---------- Page excerpt
The build quality looks good, it's well finished and the cable guides etc are all riveted into position rather than just glued.
Tell us about the materials used in the frame and fork?
T800 High Modulas carbon fibre is used for the frame and fork legs with an alloy steerer tube.
Tell us about the geometry of the frame and fork?
Sizing guides and geometry are here
How was the bike in terms of height and reach? How did it compare to other bikes of the same stated size?
Well proportioned. The size-large compact frame tested has a 52cm seat tube, 54cm top tube and 155mm head tube. All this allowed a decent low position without being too extreme.
Riding the bike
Was the bike comfortable to ride? Tell us how you felt about the ride quality.
Yes, it wasn't as harsh as I expected considering the stiffness. It was very clinical and a bit lifeless though. I think a lot of the feedback is muted out but the performance is there.
Did the bike feel stiff in the right places? Did any part of the bike feel too stiff or too flexible?
Yes it's a very stiff package.
How did the bike transfer power? Did it feel efficient?
The large bottom area, oversized chainstays & downtube means the power goes straight through to the ground.
Was there any toe-clip overlap with the front wheel? If so, was it a problem?
How would you describe the steering? Was it lively, neutral or unresponsive? Pretty neutral, coming to life when you pushed it.
Tell us some more about the handling. How did the bike feel overall? Did it do particular things well or badly?
The handling is good, nice and tight and easily corrected.
Which components had the most effect (good or bad) on the bike's comfort? would you recommend any changes?
The alloy finishing kit is very stiff and probably adds to vagueness of the frame feedback. The saddle and tyres are comfy though.
Which components had the most effect (good or bad) on the bike's stiffness? would you recommend any changes?
The wheels are impressively stiff for an entry level set.
Which components had the most effect (good or bad) on the bike's efficiency? would you recommend any changes?
Wheels, tyres and the finishing kit all create a decent package in terms of getting the performace out.
Tell us some more about the drivetrain. Anything you particularly did or didn't like? Any components which didn't work well together?
Shimano's 105 is a good value workhorse groupset.
Wheels and tyres
Tell us some more about the wheels and tyres.Did they work well in the conditions you encountered? Would you change the wheels or tyres? If so, what for?
The tyres were a big suprise considering their low price. Vision's wheels were well built and rolled quickly.
Tell us some more about the controls. Any particularly good or bad components? How would the controls work for larger or smaller riders?
The Deda finishing kit is all entry level stuff but it works well in terms of performance and looks.
--------------------
What to work on
**1.** Summarize the bike review in two sentences.
**2.** In the bike review, how long is the seat tube on the size-large frame that was tested?
---------- Records shown
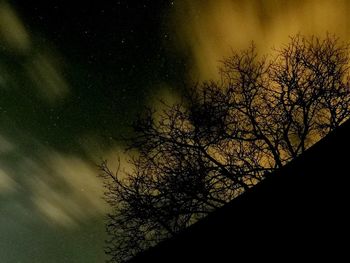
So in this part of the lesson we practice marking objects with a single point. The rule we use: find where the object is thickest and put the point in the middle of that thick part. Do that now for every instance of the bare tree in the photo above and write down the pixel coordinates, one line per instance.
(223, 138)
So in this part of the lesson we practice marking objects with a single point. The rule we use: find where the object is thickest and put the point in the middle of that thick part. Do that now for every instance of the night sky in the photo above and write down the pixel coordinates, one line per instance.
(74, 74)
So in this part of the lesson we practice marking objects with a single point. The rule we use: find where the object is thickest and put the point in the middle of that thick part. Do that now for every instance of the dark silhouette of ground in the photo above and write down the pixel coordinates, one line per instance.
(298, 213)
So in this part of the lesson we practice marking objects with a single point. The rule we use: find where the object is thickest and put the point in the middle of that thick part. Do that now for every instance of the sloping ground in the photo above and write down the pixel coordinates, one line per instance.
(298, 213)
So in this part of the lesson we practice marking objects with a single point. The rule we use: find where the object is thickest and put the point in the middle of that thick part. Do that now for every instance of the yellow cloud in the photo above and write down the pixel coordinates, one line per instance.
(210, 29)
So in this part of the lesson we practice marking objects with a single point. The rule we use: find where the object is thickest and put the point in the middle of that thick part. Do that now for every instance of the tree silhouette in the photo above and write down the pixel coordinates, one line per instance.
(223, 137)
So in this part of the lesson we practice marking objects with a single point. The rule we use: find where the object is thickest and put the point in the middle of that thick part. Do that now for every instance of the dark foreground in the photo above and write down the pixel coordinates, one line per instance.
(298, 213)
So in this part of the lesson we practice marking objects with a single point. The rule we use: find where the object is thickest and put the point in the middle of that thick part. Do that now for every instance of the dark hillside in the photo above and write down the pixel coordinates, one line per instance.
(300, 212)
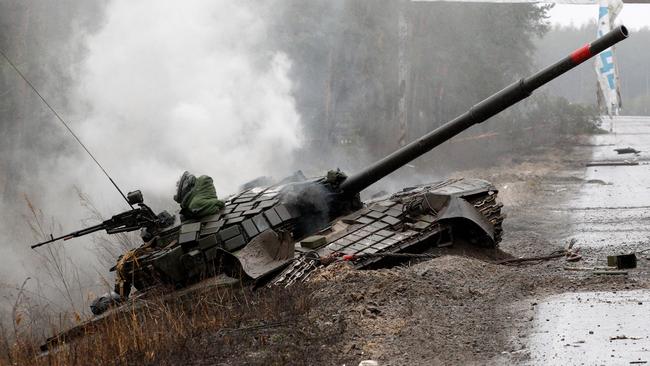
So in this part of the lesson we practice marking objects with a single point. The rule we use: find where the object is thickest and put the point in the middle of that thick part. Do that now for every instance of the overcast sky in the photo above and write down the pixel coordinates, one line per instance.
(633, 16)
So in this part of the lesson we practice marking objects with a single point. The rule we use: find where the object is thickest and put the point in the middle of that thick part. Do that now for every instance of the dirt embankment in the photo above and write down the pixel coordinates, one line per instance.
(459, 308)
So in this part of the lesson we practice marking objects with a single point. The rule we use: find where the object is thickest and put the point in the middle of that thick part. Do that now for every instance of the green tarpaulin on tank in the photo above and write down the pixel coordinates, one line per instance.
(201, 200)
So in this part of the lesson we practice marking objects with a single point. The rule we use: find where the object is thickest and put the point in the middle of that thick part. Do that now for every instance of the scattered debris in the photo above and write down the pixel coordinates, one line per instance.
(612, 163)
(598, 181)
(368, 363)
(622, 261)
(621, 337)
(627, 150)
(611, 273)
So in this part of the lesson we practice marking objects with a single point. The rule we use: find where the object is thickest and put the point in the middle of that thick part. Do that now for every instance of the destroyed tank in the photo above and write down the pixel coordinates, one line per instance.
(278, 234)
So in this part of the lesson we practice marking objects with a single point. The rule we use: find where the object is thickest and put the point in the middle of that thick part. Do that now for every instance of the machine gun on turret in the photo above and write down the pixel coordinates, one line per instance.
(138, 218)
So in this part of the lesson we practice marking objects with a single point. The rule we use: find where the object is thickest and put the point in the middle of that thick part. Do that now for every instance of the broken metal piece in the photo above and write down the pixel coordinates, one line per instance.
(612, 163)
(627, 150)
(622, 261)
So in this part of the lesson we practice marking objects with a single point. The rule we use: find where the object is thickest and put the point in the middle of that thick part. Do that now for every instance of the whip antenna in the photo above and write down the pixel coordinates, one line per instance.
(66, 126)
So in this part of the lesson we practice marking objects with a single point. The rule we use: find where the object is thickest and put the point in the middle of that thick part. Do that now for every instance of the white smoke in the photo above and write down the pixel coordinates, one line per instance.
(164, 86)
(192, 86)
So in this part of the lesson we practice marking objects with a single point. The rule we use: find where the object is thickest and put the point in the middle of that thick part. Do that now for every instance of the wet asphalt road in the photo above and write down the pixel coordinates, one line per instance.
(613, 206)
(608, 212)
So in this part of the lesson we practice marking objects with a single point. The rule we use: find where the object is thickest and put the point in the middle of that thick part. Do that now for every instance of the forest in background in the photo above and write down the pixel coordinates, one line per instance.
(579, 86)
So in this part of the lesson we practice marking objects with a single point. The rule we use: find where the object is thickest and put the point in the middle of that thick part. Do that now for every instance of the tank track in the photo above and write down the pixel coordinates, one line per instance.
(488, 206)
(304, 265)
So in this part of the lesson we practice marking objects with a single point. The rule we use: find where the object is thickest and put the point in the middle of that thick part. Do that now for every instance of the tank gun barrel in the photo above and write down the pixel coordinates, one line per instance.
--------------------
Task solutions
**1.** The bike has a T800 carbon fiber frame and fork legs with an alloy steerer tube, good build quality, and a very stiff package that sends power straight through to the ground. Its ride was less harsh than expected but clinical and a bit lifeless, its handling was tight and easily corrected, and the reviewer spoke well of the Shimano 105 groupset, the Vision wheels, the low-priced tires and the Deda finishing kit.

**2.** 52cm.